__How to complete this task__
Please print all of the records that follow with nothing altered.

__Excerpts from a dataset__
________________________________________

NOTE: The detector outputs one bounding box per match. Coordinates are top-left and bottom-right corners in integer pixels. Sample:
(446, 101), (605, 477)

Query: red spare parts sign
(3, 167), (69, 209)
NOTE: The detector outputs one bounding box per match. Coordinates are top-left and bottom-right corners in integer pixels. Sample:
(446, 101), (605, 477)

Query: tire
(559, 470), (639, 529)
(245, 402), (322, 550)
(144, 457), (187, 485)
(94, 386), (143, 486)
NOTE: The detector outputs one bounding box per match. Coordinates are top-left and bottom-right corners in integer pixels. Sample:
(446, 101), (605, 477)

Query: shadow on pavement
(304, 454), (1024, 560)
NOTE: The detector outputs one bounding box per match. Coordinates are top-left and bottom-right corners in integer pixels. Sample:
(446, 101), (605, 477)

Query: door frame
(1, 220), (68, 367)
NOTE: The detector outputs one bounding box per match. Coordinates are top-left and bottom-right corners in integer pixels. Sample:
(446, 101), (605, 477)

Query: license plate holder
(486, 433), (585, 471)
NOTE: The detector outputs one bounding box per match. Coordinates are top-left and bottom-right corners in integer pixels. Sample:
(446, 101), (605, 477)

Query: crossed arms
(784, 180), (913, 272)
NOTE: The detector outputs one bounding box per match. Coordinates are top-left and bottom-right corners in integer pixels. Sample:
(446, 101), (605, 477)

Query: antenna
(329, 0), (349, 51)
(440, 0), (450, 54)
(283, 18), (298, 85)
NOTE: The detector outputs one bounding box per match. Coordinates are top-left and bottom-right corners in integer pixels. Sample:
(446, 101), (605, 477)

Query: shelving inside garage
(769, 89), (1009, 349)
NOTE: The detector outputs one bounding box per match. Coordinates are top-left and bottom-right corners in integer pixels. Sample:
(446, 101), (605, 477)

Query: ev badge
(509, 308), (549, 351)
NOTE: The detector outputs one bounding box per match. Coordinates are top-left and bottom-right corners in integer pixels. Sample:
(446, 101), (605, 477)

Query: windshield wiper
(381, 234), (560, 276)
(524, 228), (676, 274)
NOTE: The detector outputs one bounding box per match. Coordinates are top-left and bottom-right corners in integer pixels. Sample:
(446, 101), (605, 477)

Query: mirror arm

________________________________________

__Exercise solution__
NOTE: The detector outputs one bounding box per match. Coordinates are top-left and bottom-right corners in integer pixels. Sample:
(446, 101), (605, 477)

Query: red spare parts sign
(3, 167), (69, 209)
NOTE: The detector outputs one bounding box per match. Coordinates are top-left and bottom-right corners in integer pixels. Sample:
(446, 101), (605, 477)

Query: tire
(559, 470), (639, 529)
(245, 402), (322, 550)
(144, 457), (187, 485)
(94, 386), (143, 486)
NOTE: The detector outputs one bounding box per match. Coordinates are top-left and bottom-right corners in integer pixels. Sample:
(446, 101), (605, 477)

Query: shadow on pavement
(304, 454), (1024, 560)
NOTE: The detector outputs one bounding box per match. Coordinates are top-left and bottom-right corners in integer pixels. Sample:
(446, 101), (605, 477)

Query: door frame
(1, 220), (68, 367)
NOTE: The detector outputs one bounding box per match. Coordinates are top-left and bottom-right corners in integer pixels. Sample:
(446, 101), (605, 477)

Query: license plate holder
(486, 433), (585, 471)
NOTE: The detector outputs one bounding box per match. Coordinates are top-left and bottom-right corners in integer pixels. Sample:
(446, 101), (605, 477)

Query: crossed arms
(784, 180), (913, 272)
NOTE: The detector outputs one bounding box per match. Coordinates are top-left and bottom-right corners in integer pixels. Sample:
(446, 101), (605, 477)

Query: antenna
(329, 0), (349, 51)
(440, 0), (450, 54)
(283, 18), (298, 85)
NOTE: The detector outputs one bounding box per match. Coordinates are top-left and bottom-right corners in integer pixels. Sample:
(446, 101), (605, 477)

Query: shelving inside garage
(769, 89), (1009, 349)
NOTE: The detector outputs one bounding box per match. Coordinates are top-left and bottom-right corners in integer pixels. Sample:
(446, 101), (605, 477)

Query: ev badge
(509, 308), (549, 351)
NOTE: The detector outputs one bounding box per match. Coordinates are top-left and bottom-right corners in integer pixels. Sample:
(446, 101), (605, 477)

Query: windshield wiper
(381, 234), (560, 276)
(524, 228), (676, 274)
NOTE: The detector outputs one bounding box per match. Coordinates are top-left and bottom-right corners in integer pixels. Sample:
(446, 101), (605, 477)

Query: mirror arm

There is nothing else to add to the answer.